Problem statement =>
Your task is to repeat the records exactly from the line containing "find rock |" onward, through the final line.
-------
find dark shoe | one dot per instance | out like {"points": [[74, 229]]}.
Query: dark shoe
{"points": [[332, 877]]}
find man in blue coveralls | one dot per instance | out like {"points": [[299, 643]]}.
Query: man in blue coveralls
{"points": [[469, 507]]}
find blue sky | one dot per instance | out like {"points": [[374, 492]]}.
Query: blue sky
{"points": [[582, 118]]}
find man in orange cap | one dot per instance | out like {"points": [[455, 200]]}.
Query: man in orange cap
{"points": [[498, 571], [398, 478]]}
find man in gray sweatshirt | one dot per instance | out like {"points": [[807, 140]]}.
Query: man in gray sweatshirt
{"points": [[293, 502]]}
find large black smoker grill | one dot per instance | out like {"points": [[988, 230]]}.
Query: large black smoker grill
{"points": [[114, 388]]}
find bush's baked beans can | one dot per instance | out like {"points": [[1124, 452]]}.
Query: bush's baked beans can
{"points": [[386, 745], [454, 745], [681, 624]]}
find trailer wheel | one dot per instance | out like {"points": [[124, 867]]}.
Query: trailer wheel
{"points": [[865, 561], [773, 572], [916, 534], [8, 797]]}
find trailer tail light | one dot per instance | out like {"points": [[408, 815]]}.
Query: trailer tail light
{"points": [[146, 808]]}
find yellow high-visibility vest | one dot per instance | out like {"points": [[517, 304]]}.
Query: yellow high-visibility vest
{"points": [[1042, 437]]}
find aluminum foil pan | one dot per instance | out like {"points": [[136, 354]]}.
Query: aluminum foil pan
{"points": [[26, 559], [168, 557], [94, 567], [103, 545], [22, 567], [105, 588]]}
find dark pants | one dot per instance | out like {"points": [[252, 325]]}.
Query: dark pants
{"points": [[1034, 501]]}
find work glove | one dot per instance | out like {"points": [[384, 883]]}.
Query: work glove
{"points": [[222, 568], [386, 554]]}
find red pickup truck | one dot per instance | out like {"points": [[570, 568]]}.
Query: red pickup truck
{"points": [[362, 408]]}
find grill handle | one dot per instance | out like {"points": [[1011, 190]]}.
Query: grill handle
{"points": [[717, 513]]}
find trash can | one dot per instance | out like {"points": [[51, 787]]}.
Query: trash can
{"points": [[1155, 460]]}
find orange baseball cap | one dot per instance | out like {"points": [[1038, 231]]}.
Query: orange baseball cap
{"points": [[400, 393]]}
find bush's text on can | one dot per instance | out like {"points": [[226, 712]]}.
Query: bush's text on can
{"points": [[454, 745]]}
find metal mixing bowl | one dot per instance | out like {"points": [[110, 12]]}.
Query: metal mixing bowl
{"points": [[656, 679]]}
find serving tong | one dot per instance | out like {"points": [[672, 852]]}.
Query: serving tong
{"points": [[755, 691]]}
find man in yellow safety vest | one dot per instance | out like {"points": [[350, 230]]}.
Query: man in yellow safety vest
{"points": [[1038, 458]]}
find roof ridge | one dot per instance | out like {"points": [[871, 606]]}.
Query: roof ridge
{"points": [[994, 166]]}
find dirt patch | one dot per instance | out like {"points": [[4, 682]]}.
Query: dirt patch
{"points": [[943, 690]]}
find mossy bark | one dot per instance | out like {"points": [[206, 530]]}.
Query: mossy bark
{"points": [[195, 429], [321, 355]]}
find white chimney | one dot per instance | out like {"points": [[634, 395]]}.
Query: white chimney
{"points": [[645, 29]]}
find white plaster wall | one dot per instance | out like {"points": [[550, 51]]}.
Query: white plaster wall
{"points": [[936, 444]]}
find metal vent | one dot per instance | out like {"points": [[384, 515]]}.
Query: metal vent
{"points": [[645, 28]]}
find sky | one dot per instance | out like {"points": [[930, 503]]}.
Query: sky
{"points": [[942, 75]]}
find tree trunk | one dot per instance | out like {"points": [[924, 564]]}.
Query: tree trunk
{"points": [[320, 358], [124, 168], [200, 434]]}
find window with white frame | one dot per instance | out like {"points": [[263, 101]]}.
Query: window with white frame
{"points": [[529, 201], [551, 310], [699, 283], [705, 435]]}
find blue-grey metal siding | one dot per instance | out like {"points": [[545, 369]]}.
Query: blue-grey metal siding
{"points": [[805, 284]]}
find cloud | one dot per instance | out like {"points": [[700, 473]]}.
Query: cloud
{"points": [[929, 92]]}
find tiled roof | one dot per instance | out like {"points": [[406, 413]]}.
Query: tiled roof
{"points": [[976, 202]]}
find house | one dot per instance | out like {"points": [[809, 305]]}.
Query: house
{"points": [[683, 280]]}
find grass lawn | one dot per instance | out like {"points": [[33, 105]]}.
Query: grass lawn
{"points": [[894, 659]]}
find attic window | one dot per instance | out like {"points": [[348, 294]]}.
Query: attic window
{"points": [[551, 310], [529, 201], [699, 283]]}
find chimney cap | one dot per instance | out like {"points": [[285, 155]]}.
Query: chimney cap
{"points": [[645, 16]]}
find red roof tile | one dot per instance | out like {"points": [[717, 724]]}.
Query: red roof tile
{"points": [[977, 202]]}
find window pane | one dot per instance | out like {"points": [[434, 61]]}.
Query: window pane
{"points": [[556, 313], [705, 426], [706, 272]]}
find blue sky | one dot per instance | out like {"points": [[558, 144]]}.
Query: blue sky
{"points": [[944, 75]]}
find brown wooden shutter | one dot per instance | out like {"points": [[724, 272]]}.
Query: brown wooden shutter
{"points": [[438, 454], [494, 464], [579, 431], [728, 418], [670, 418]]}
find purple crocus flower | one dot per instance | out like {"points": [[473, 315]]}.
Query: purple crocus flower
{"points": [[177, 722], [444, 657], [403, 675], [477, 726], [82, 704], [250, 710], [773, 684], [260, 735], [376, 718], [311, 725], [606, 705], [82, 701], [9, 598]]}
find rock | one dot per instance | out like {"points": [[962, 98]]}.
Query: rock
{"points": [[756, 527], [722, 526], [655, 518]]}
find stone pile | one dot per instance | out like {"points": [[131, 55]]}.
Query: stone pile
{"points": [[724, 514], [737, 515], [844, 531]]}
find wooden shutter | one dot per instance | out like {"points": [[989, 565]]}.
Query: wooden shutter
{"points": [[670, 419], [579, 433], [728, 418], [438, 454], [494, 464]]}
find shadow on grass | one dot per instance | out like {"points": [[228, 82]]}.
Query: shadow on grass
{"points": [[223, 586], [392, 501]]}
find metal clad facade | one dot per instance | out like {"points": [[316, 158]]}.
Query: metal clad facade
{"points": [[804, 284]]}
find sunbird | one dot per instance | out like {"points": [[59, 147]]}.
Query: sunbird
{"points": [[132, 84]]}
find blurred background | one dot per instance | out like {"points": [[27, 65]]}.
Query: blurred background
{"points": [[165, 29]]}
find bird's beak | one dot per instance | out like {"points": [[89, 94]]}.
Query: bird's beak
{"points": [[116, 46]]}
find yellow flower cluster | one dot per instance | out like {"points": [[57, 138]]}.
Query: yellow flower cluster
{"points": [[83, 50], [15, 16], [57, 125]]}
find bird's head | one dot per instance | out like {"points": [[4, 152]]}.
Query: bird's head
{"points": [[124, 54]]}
-------
Full response =>
find rock | one dot per instance | out like {"points": [[962, 98]]}.
Query: rock
{"points": [[756, 527], [722, 526], [655, 518]]}
find stone pile | one dot per instance | out like {"points": [[131, 55]]}.
Query: stone pile
{"points": [[724, 514], [737, 515], [844, 531]]}
find wooden shutter | one dot per instance | out like {"points": [[989, 565]]}.
Query: wooden shutter
{"points": [[670, 419], [579, 433], [728, 418], [438, 454], [494, 464]]}
find shadow on grass | one dot per instance | out like {"points": [[228, 82]]}.
Query: shadow on grass
{"points": [[223, 586], [392, 501]]}
find metal clad facade | one dot per instance | out like {"points": [[316, 158]]}.
Query: metal clad facade
{"points": [[804, 284]]}
find sunbird | one dot per instance | out like {"points": [[59, 147]]}.
Query: sunbird
{"points": [[132, 84]]}
find blurred background | one dot per instance | out like {"points": [[27, 65]]}.
Query: blurred background
{"points": [[165, 29]]}
find bird's beak | one dot per instance | out like {"points": [[89, 94]]}.
Query: bird's beak
{"points": [[116, 46]]}
find yellow flower cluster | one dot per instance | out like {"points": [[57, 138]]}.
Query: yellow flower cluster
{"points": [[83, 50], [15, 16], [57, 125]]}
find bird's head | one dot per instance | out like {"points": [[4, 152]]}.
Query: bird's head
{"points": [[124, 54]]}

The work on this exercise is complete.